--- Data lines ---

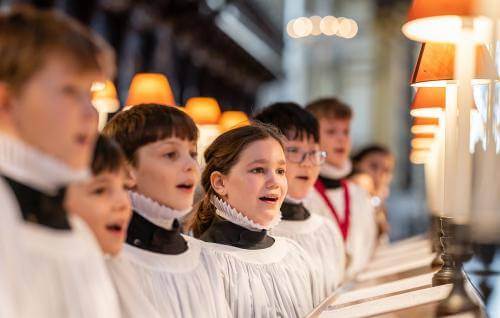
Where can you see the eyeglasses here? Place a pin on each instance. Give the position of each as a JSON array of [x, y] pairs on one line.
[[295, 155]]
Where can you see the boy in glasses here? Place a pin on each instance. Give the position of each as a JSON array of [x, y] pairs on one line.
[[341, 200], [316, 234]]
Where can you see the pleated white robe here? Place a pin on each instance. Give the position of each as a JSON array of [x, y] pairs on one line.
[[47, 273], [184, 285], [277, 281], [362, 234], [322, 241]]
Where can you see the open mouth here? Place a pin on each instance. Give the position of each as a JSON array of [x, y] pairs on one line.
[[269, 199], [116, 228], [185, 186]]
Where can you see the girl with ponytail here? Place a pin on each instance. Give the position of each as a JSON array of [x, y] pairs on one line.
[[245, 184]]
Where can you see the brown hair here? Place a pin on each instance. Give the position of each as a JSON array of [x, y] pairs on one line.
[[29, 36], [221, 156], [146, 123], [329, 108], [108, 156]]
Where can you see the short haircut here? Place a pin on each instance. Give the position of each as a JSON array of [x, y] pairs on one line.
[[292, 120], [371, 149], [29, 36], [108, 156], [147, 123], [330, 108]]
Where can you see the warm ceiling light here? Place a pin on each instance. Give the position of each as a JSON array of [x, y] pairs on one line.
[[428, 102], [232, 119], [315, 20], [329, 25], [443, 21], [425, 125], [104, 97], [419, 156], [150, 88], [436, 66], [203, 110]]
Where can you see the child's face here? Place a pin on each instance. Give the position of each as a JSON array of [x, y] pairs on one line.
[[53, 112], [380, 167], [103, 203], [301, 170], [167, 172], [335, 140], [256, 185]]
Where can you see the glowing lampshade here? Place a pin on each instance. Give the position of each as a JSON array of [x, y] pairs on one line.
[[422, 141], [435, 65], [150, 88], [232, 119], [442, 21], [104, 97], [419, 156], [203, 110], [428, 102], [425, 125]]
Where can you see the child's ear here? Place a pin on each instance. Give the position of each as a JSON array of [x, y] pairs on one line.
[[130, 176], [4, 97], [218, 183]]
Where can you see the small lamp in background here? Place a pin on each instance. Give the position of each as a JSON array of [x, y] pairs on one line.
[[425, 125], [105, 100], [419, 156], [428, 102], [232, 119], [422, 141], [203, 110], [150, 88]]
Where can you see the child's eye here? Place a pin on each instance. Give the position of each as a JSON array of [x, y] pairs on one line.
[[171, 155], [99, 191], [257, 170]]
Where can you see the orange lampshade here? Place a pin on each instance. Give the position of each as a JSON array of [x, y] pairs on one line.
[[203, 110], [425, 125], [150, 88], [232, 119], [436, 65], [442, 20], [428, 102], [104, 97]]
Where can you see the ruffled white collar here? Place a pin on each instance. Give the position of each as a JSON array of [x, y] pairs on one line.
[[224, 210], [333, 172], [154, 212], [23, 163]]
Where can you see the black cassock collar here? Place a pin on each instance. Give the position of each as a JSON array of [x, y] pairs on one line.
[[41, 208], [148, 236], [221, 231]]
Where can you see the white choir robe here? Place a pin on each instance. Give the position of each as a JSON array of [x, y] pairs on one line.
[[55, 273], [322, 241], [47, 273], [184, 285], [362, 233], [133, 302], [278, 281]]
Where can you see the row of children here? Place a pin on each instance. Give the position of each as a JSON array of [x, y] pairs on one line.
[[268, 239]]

---
--- Data lines ---

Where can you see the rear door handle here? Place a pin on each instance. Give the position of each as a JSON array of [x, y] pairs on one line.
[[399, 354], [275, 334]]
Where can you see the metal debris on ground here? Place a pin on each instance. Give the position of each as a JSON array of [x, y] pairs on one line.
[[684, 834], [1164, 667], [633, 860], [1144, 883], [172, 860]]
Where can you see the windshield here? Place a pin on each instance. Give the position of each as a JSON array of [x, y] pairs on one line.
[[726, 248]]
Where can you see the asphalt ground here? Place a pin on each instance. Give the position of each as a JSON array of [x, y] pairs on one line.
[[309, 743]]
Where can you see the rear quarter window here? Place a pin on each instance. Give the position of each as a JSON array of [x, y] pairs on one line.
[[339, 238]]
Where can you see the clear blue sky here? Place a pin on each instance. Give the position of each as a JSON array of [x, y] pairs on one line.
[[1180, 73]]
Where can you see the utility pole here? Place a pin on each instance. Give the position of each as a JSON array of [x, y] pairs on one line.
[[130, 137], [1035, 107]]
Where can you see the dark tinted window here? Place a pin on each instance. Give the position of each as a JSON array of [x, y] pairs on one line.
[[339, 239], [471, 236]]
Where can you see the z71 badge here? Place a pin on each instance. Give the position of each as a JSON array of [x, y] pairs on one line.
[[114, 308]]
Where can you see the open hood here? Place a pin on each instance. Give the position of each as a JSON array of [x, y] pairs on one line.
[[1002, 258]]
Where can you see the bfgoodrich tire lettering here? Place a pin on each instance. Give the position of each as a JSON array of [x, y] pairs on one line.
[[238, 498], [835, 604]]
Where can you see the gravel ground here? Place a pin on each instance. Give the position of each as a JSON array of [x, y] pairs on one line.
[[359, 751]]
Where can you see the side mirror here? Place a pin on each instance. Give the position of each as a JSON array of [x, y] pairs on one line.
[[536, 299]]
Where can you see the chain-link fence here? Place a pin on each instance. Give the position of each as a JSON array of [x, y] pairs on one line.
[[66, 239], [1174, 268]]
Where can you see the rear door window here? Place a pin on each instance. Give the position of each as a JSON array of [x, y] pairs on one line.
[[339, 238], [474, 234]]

---

(Task description)
Can you update the data from the line with "Where can you see the eyeglasses" to the line with "[[29, 36], [221, 156], [146, 123], [329, 108], [108, 156]]", replacing "Place a pin" with "Drop a marker" and leaving everything else unchanged?

(Task solution)
Where can you see the eyeglasses here? Drop a marker on each instance. Give the position of each as a JSON array of [x, y] pairs on one line.
[[295, 155]]
Where can you see the boy in glasses here? Drop a marker on each instance. Give the position of each as a JSON array of [x, y] pairs on one line.
[[341, 200], [316, 234]]
Where can you see the pleated white robe here? Drop a marker on each instance. Give the position of each as a JSON array of [x, y] pairs on one line.
[[47, 273], [184, 285], [277, 281], [362, 234], [322, 241]]
Where can you see the open mouth here? Drop a marker on each instance. Give the position of each as a JSON array of [x, y] pairs on one line.
[[269, 199], [116, 228], [185, 186]]
Where can you see the girl with ponytail here? Drop a marker on each instance. Give the position of each as a JSON array of [x, y] pairs on one line.
[[245, 184]]
Where can you see the brown hair here? Drop a marker on each instance. Give the position of each as a JSON array of [x, y] pairs on one line.
[[29, 36], [221, 156], [146, 123], [329, 108], [108, 156]]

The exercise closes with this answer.